# start of Data lines
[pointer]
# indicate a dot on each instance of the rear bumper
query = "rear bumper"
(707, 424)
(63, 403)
# end of Data lines
- **What is expected**
Convert the records into a two-column CSV headed request,answer, with one row per record. Put each record's text and its answer in their own double-quoted fields, and replace any line breaks with spaces.

- **Solution**
request,answer
"[pointer] # indicate a dot on each instance of the rear bumper query = ""rear bumper""","(707, 424) (63, 403)"